§ SHORT PROBLEM 1
Using the passage about the Palace of Versailles, explain in one to three sentences why France's kings were first drawn to Versailles.
§ SHORT PROBLEM 2
Continue the passage about the Palace of Versailles from its last sentence.

§ SELECTED EXCERPT
Tuesday 1 September 2015

Palace of Versailles


Palace of Versailles
The Palace of Versailles is the central part of a complex that housed the French government, most notably its royalty, during the reigns of Louis XIV (France’s famed “Sun King”), Louis XV and Louis XVI. After the French Revolution in 1789, it ceased to be a permanent royal residence.
Located about 10 miles (16 kilometers) southwest of Paris, it is beside the settlement of Versailles. Before the construction of the palace by Louis XIV, this settlement was little more than a hamlet but by the time of the revolution it had a population of more than 60,000 people, making it one of the largest urban centers in France.
Before the revolution, the Versailles complex included the palace, gardens, a walled-in royal hunting ground, a smaller palatial structure known as the Grand (or Marble) Trianon and an estate used by Marie Antoinette, Louis XVI’s queen. Between the palace and the town there are also buildings that housed the war and foreign affairs ministries, residences for those not entitled to live in the palace, stables and a kennel, among other structures.
The palace was chock full of paintings and sculptures, ornately designed rooms (like the “Hall of Mirrors”) and even technological innovations — such as pressurized water fountains in its gardens that jetted water into the air — and an opera house with a mechanical device that allowed the orchestra pit to rise up to the stage, allowing it to be turned into a dance or banqueting hall.
Overall, the palace was built to impress. “Versailles is a mirage, a sumptuous and theatrical entertainment. It is also a manifestation of glory and power imposed to a great extent by art, luxury, and magnificence,” writes ValĂ©rie Bajou, a modern-day curator at Versailles, in her book "Versailles" (Abrams, 2012).

From hunting lodge to palace
The first thing that attracted France’s kings to Versailles was its prolific game. Louis XIII, who lived 1601-1643, bought up land, built a chateau and went on hunting trips. At the time, much of the land around Versailles was uncultivated allowing wild animals to flourish.
The chateau Louis XIII built was little more than a hunting lodge having enough space to house the king and a small entourage. It was the “Sun King,” Louis XIV (1638-1715), a ruler who chose the sun as his emblem and believed in centralized government with the king at its center, who would radically transform Versailles making it the seat of France’s government by the time of his death.

§ INFORMATION SHOWN
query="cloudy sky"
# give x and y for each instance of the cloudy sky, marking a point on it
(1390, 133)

§ EXERCISE RESULT 1
France's kings were first attracted to Versailles by its plentiful game. At the time, much of the surrounding land was uncultivated, so wild animals flourished there. Louis XIII therefore bought up land, built a chateau and went on hunting trips.

§ EXERCISE RESULT 2
He ruled France for 72 years and in that time transformed Versailles by encompassing Louis XIII’s chateau with a palace that contained north and south wings, as well as nearby buildings housing ministries. A series of gardens, created in a formal style, stood to the west of the palace (one of them today is in the shape of a star) and contained sculptures as well as the pressurized fountains capable of launching water high into the air.

“From the outset Louis attached a supreme importance to these water effects. Their virtuosity formed the star turn of a tour of the gardens,” writes Tony Spawforth, a professor at Newcastle University, in his book "Versailles: A Biography of a Palace" (St. Martin’s Press, 2008). “The effects were the work of engineers whose machines made Versailles a hydraulic as much as an artistic wonder.” Unfortunately, Spawforth notes, problems supplying water meant that the fountains could only be turned on during special occasions.
In addition a grand canal, constructed to the west of the garden and running about a mile long, was used for naval demonstrations and had gondolas, donated by the Republic of Venice, manned by gondoliers.
As the French government moved into Versailles, and the king found himself swamped by work in his palace, he built himself the Grand (also called Marble) Trianon, a more modest palatial structure, about a mile (1.6 kilometers) to the northwest of the palace as a private retreat where only he and those invited could visit. Like the palace itself it had an abundant garden whose smells were said to overpower visitors
“The tuberoses drive us away from Trianon every evening,” wrote Madame de Maintenon in a letter dated Aug. 8, 1689. “The excess of fragrance causes men and women to feel ill.” (Source: Versailles official website)
Scholars have suggested a number of factors that led Louis XIV to build a great palace complex at Versailles and move the French government there. It’s been noted that by keeping the king’s residence some distance from Paris, it offered him protection from any civil unrest going on in the city. It also forced the nobles to travel to Versailles and seek lodging in the palace, something that impeded their ability to build up regional power bases that could potentially challenge the king.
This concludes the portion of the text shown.